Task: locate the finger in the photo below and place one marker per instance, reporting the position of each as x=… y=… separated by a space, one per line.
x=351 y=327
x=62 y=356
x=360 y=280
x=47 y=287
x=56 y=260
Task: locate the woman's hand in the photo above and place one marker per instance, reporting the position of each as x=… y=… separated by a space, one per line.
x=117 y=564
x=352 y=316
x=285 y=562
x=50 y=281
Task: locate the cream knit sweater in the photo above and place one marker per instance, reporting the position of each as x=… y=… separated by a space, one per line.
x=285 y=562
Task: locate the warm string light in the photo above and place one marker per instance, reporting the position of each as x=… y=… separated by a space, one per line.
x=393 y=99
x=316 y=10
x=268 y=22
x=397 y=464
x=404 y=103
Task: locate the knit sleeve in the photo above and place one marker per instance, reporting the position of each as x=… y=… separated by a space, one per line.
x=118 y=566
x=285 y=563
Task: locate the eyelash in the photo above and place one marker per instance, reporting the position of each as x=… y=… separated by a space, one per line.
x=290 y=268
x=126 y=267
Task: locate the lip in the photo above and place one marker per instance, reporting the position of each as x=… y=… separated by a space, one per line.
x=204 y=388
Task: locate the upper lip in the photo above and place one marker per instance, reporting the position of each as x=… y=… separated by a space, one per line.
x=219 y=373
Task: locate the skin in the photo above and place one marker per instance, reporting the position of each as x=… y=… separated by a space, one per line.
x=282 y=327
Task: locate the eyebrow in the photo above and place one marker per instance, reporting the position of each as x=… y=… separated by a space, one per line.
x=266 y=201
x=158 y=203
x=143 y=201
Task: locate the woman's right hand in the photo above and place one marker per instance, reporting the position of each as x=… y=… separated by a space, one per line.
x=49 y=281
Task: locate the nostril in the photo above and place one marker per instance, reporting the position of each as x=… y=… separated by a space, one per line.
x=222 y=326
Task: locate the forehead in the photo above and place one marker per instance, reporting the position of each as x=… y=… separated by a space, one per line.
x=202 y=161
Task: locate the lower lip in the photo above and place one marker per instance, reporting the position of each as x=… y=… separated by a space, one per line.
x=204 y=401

================================

* Instructions to follow *
Extract every line of the listing above and reproduce each one unchanged, in the same order.

* Response to this exercise *
Task: locate the finger in the photo below and place one marker per instance, reporting the position of each as x=… y=… separated by a space, one per line.
x=351 y=327
x=62 y=356
x=360 y=280
x=47 y=287
x=56 y=260
Task: locate the woman's hand in the photo above and place one marker per instance, reporting the position of each as x=… y=… separated by a space, one per line.
x=117 y=564
x=352 y=316
x=285 y=562
x=50 y=281
Task: locate the cream knit sweater in the photo above and place one marker per instance, reporting the position of each as x=… y=… separated by a space, one per line.
x=285 y=562
Task: locate the warm string light in the photo above and place one marker per instance, reporting the position of each as x=… y=… separated by a space, one per line.
x=393 y=99
x=316 y=10
x=268 y=22
x=397 y=464
x=404 y=103
Task: locate the knit sleeve in the photo above and place one marker per instance, reporting the position of each as x=… y=… separated by a space, one per line.
x=118 y=566
x=285 y=563
Task: locate the eyelash in the photo above and place one marker per instance, reporting the position of each as x=… y=… separated by a space, one per line.
x=290 y=268
x=126 y=267
Task: locate the lip in the photo above and place one marker per instance, reporting the position of each as x=… y=… separated by a space, one per line.
x=204 y=388
Task: locate the upper lip in the photo above and place one marker per instance, reporting the position of each as x=… y=… separated by a space, one per line.
x=219 y=373
Task: locate the skin in the photo above and place one marker per instance, reporting the position of each as x=… y=… separated by a space, one per line.
x=282 y=327
Task: locate the eyebrow in the photo above and place one marker per instance, reporting the position of each as x=… y=… separated by a space, one per line.
x=266 y=201
x=158 y=203
x=143 y=201
Task: locate the woman's right hand in the photo above and place one marker per instance, reporting the position of each as x=… y=… separated by a space, one per line.
x=49 y=281
Task: locate the nostril in the photo above and place one marker per instance, reporting the position of each as x=… y=… separated by a space, one per line.
x=222 y=326
Task: locate the forehead in the photo above and place one marker per instance, reporting the position of each as x=… y=… separated by a space, one per line.
x=202 y=161
Task: locate the lower lip in the photo above and place one marker per instance, reporting the position of each as x=… y=… separated by a space, one per line.
x=204 y=401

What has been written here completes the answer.